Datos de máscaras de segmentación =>
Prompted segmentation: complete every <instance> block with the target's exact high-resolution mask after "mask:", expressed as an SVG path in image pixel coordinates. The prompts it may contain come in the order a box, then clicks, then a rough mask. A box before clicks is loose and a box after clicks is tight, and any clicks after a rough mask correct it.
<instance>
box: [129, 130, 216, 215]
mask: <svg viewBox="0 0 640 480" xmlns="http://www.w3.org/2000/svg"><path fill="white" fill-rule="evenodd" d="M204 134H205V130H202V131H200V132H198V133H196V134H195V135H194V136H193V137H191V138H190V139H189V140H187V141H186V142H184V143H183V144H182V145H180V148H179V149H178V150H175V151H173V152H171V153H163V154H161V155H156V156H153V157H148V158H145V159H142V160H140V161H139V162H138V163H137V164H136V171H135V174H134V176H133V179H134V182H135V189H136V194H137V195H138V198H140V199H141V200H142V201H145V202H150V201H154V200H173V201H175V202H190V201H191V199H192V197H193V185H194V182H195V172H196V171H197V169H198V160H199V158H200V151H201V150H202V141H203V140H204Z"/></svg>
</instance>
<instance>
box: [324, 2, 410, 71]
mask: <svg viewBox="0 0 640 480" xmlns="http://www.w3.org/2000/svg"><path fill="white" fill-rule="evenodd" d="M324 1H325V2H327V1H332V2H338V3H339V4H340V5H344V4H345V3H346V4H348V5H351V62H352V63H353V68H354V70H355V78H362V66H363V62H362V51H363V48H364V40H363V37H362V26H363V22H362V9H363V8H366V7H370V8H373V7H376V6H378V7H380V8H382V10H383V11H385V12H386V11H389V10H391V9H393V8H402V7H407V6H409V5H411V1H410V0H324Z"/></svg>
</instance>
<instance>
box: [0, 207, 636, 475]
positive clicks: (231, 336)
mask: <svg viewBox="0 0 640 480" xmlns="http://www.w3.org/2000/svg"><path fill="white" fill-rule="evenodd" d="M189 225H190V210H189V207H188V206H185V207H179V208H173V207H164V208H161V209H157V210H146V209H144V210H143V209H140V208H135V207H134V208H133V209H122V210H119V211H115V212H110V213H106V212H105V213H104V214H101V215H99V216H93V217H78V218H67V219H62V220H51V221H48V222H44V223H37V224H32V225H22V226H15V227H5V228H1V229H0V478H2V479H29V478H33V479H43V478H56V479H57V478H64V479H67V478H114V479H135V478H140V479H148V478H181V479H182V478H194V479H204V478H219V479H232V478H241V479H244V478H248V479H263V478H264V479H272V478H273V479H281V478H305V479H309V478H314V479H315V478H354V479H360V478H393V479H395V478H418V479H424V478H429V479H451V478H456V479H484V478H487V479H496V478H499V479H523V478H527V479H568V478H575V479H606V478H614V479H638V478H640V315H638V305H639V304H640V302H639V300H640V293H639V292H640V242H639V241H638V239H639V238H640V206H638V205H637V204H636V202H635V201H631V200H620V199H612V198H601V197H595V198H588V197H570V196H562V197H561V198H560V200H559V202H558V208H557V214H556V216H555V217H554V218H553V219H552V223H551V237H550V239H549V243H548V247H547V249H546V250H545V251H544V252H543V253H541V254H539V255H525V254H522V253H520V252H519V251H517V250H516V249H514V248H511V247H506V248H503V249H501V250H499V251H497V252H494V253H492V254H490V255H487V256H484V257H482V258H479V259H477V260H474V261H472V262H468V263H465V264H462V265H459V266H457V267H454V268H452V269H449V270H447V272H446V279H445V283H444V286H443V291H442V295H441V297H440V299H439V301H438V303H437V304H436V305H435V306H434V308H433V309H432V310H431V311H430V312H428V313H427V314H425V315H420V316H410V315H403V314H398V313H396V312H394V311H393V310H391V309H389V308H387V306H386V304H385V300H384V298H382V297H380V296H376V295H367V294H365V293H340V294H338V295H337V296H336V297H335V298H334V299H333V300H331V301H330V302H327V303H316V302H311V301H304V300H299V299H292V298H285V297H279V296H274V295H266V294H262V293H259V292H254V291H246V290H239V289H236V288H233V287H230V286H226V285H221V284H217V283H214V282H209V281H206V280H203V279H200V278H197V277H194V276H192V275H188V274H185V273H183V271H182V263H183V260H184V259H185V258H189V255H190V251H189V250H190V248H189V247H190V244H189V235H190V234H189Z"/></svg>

Lo que se pide =>
Transcribe todo el material anterior, línea por línea y sin alterar ningún carácter.

Resultado obtenido =>
Prompted segmentation: complete every <instance> block with the target's exact high-resolution mask after "mask:", expressed as an SVG path in image pixel coordinates. The prompts it may contain come in the order a box, then clicks, then a rough mask. A box before clicks is loose and a box after clicks is tight, and any clicks after a rough mask correct it.
<instance>
box: [129, 130, 216, 215]
mask: <svg viewBox="0 0 640 480" xmlns="http://www.w3.org/2000/svg"><path fill="white" fill-rule="evenodd" d="M204 134H205V130H202V131H200V132H198V133H196V134H195V135H194V136H193V137H191V138H190V139H189V140H187V141H186V142H184V143H183V144H182V145H180V148H179V149H178V150H175V151H173V152H171V153H163V154H161V155H156V156H153V157H148V158H145V159H142V160H140V161H139V162H138V163H137V164H136V171H135V174H134V176H133V179H134V182H135V189H136V194H137V195H138V198H140V199H141V200H142V201H145V202H150V201H154V200H173V201H175V202H190V201H191V199H192V197H193V185H194V182H195V172H196V171H197V169H198V160H199V158H200V151H201V150H202V141H203V140H204Z"/></svg>
</instance>
<instance>
box: [324, 2, 410, 71]
mask: <svg viewBox="0 0 640 480" xmlns="http://www.w3.org/2000/svg"><path fill="white" fill-rule="evenodd" d="M324 1H325V2H327V1H332V2H338V3H339V4H340V5H344V4H345V3H346V4H348V5H351V62H352V63H353V68H354V70H355V78H362V66H363V62H362V51H363V48H364V40H363V37H362V26H363V22H362V9H363V8H366V7H370V8H373V7H376V6H378V7H380V8H382V10H383V11H385V12H386V11H389V10H391V9H393V8H402V7H407V6H409V5H411V1H410V0H324Z"/></svg>
</instance>
<instance>
box: [0, 207, 636, 475]
positive clicks: (231, 336)
mask: <svg viewBox="0 0 640 480" xmlns="http://www.w3.org/2000/svg"><path fill="white" fill-rule="evenodd" d="M189 225H190V210H189V207H188V206H185V207H179V208H173V207H164V208H161V209H157V210H146V209H144V210H143V209H140V208H135V207H134V208H133V209H122V210H119V211H115V212H110V213H106V212H105V213H104V214H101V215H99V216H93V217H78V218H67V219H62V220H51V221H48V222H44V223H37V224H32V225H22V226H15V227H5V228H1V229H0V478H2V479H29V478H33V479H43V478H56V479H57V478H64V479H67V478H114V479H135V478H140V479H148V478H181V479H182V478H194V479H204V478H219V479H232V478H241V479H244V478H248V479H263V478H264V479H272V478H273V479H281V478H305V479H309V478H314V479H315V478H354V479H360V478H393V479H395V478H418V479H424V478H429V479H451V478H456V479H484V478H487V479H496V478H499V479H523V478H527V479H568V478H575V479H606V478H614V479H638V478H640V315H638V305H639V304H640V302H639V300H640V293H639V292H640V242H639V241H638V239H639V238H640V206H638V205H637V204H636V202H635V201H631V200H620V199H612V198H601V197H595V198H588V197H570V196H562V197H561V198H560V200H559V202H558V208H557V214H556V216H555V217H554V218H553V219H552V223H551V237H550V239H549V243H548V247H547V249H546V250H545V251H544V252H543V253H541V254H539V255H525V254H522V253H520V252H519V251H517V250H516V249H514V248H511V247H506V248H503V249H501V250H499V251H497V252H494V253H492V254H490V255H487V256H484V257H482V258H479V259H477V260H474V261H472V262H468V263H465V264H462V265H459V266H457V267H454V268H452V269H449V270H447V272H446V279H445V283H444V286H443V291H442V295H441V297H440V299H439V301H438V303H437V304H436V305H435V306H434V308H433V309H432V310H431V311H430V312H428V313H427V314H425V315H420V316H410V315H403V314H398V313H396V312H394V311H393V310H391V309H389V308H387V306H386V304H385V300H384V298H382V297H380V296H376V295H367V294H365V293H340V294H338V295H337V296H336V297H335V298H334V299H333V300H331V301H330V302H327V303H316V302H311V301H304V300H299V299H292V298H285V297H279V296H274V295H266V294H262V293H259V292H254V291H246V290H239V289H236V288H233V287H230V286H226V285H221V284H217V283H214V282H209V281H206V280H203V279H200V278H197V277H194V276H192V275H188V274H185V273H183V271H182V263H183V260H184V259H185V258H189V255H190V251H189V250H190V248H189V247H190V244H189V235H190V234H189Z"/></svg>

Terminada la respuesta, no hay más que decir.